**Aim**
Can you reproduce the listing below word for word, from its first line to its last?

Records
◆ ◆ ◆

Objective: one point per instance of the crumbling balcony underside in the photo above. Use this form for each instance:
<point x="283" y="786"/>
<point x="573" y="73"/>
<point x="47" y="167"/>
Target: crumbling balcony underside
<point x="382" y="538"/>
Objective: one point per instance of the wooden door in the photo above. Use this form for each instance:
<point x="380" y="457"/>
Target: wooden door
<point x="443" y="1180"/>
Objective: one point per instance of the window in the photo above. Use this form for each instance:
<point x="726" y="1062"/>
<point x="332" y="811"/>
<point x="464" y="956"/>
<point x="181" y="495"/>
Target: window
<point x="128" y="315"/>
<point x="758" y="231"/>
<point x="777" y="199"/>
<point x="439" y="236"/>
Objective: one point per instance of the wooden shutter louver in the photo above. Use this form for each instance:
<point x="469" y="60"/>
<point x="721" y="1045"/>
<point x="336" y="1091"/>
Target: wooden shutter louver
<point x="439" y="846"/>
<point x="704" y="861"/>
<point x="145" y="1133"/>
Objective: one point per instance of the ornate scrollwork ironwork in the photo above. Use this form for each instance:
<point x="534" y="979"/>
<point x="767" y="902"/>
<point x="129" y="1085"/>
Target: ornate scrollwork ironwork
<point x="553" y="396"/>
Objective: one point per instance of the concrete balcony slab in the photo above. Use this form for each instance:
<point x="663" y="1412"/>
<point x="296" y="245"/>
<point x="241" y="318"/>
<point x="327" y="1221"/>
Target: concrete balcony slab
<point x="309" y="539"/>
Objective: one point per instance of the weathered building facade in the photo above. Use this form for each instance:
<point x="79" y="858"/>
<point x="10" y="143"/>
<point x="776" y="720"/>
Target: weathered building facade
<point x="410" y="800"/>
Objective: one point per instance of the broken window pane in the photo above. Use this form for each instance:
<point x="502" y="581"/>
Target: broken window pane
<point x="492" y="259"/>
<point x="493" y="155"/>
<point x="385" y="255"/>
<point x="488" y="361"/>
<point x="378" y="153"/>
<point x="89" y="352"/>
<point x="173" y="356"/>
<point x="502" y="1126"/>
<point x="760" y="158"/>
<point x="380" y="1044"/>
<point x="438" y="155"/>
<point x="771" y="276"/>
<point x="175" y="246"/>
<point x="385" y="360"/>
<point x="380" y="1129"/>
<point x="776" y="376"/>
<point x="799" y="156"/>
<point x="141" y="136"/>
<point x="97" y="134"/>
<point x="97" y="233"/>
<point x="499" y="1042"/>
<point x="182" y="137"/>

◆ ◆ ◆

**The answer**
Objective: one point per instance of the crumbling balcony underside in the photo above. Use this form for each instance:
<point x="283" y="786"/>
<point x="573" y="73"/>
<point x="47" y="167"/>
Target: crumbling balcony underside
<point x="382" y="538"/>
Objective: one point per instance of the wooden door in the photo above. Use this form for each instance:
<point x="380" y="457"/>
Target: wooden door
<point x="443" y="1180"/>
Objective: one point per instance of the window in the photo above. Use this form for each instance:
<point x="726" y="1062"/>
<point x="332" y="811"/>
<point x="464" y="956"/>
<point x="181" y="495"/>
Target: window
<point x="128" y="315"/>
<point x="758" y="231"/>
<point x="777" y="199"/>
<point x="439" y="236"/>
Objective: one point per instance of the wooden shutter louver in the photo above. Use this form for each instance:
<point x="469" y="60"/>
<point x="721" y="1045"/>
<point x="336" y="1091"/>
Target: wooden shutter louver
<point x="439" y="846"/>
<point x="704" y="861"/>
<point x="145" y="1133"/>
Objective: one point per instance of the ornate scrollwork ironwork in the photo above. Use this form for each instance:
<point x="534" y="979"/>
<point x="767" y="902"/>
<point x="129" y="1085"/>
Target: ornate scrollwork ironwork
<point x="553" y="396"/>
Objective: one point per instance of the concrete balcony slab in the photo above. Use this form for each instance:
<point x="663" y="1412"/>
<point x="296" y="245"/>
<point x="241" y="318"/>
<point x="327" y="1221"/>
Target: concrete balcony slab
<point x="309" y="539"/>
Objective: one point per instance of the weathered building facade in the photo above. Use this form for each instance:
<point x="79" y="858"/>
<point x="10" y="143"/>
<point x="776" y="720"/>
Target: weathered building facade
<point x="410" y="800"/>
Objective: one point per instance of the broken window pane in the photo above. Use this form for each instance:
<point x="502" y="581"/>
Target: broken window pane
<point x="492" y="259"/>
<point x="493" y="155"/>
<point x="385" y="255"/>
<point x="488" y="361"/>
<point x="378" y="153"/>
<point x="89" y="352"/>
<point x="173" y="356"/>
<point x="502" y="1126"/>
<point x="760" y="158"/>
<point x="380" y="1044"/>
<point x="438" y="155"/>
<point x="771" y="276"/>
<point x="175" y="246"/>
<point x="385" y="360"/>
<point x="380" y="1129"/>
<point x="776" y="376"/>
<point x="799" y="156"/>
<point x="141" y="136"/>
<point x="97" y="134"/>
<point x="97" y="233"/>
<point x="499" y="1042"/>
<point x="182" y="137"/>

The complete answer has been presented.